● **PROBLEM**:
Please put the lines of the records into a numbered list, leaving out any blank lines, starting at the line that contains "Thanks for the photo. Could you please mark the green leaf" and running through the last line of the records, both included.

--- EXERCISE MATERIAL ---

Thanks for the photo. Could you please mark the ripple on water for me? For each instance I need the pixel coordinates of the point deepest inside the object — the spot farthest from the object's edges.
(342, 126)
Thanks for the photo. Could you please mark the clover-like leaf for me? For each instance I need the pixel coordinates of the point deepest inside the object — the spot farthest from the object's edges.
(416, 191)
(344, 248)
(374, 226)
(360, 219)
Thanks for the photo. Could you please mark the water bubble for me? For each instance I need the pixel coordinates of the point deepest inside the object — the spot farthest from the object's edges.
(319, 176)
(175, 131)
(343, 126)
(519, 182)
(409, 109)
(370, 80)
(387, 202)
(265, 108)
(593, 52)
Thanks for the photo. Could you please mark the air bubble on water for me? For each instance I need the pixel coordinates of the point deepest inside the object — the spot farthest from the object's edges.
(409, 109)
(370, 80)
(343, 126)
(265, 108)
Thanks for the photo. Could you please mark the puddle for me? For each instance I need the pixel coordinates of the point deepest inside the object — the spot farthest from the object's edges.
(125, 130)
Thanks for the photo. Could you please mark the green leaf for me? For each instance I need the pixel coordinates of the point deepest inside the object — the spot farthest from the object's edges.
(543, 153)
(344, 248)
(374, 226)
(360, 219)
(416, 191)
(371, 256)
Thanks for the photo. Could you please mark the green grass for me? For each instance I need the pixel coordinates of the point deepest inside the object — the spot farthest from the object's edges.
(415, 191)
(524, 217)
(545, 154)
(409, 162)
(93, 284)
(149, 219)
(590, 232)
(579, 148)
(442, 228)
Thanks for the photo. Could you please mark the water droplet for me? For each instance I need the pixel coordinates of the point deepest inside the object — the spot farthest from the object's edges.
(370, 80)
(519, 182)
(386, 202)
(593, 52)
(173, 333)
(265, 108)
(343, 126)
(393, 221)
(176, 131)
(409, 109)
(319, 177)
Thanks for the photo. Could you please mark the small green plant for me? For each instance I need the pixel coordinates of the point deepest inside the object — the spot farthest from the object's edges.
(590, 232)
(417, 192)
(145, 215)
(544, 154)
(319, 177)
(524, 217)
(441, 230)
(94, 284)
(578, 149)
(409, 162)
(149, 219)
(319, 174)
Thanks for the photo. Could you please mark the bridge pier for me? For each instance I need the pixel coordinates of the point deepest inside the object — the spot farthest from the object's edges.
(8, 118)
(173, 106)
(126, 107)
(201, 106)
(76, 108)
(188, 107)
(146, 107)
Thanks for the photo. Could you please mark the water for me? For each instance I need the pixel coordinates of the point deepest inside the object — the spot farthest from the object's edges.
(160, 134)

---

● **TASK RESPONSE**:
1. Thanks for the photo. Could you please mark the green leaf for me? For each instance I need the pixel coordinates of the point deepest inside the object — the spot farthest from the object's edges.
2. (543, 153)
3. (344, 248)
4. (374, 226)
5. (360, 219)
6. (416, 191)
7. (371, 256)
8. Thanks for the photo. Could you please mark the green grass for me? For each instance I need the pixel coordinates of the point deepest inside the object — the spot farthest from the object's edges.
9. (415, 191)
10. (524, 217)
11. (545, 154)
12. (409, 162)
13. (93, 284)
14. (149, 219)
15. (590, 232)
16. (579, 148)
17. (442, 228)
18. Thanks for the photo. Could you please mark the water droplet for me? For each instance I need the pixel coordinates of the point deepest inside the object — the spot farthest from the object's edges.
19. (370, 80)
20. (519, 182)
21. (386, 202)
22. (593, 52)
23. (173, 333)
24. (265, 108)
25. (343, 126)
26. (393, 221)
27. (176, 131)
28. (409, 109)
29. (319, 177)
30. Thanks for the photo. Could you please mark the small green plant for me? For each instance I need the pixel coordinates of the point deepest inside the object — the spot farthest from the object's edges.
31. (590, 232)
32. (417, 192)
33. (145, 215)
34. (544, 154)
35. (319, 177)
36. (524, 217)
37. (441, 230)
38. (94, 284)
39. (578, 149)
40. (409, 162)
41. (149, 219)
42. (319, 174)
43. Thanks for the photo. Could you please mark the bridge pier for me? For each instance I need the pixel coordinates of the point deepest inside the object — the spot farthest from the object's edges.
44. (8, 118)
45. (173, 106)
46. (126, 107)
47. (201, 106)
48. (76, 108)
49. (188, 107)
50. (146, 107)
51. Thanks for the photo. Could you please mark the water for me? For each instance I need the pixel coordinates of the point deepest inside the object — the spot farthest from the object's edges.
52. (160, 134)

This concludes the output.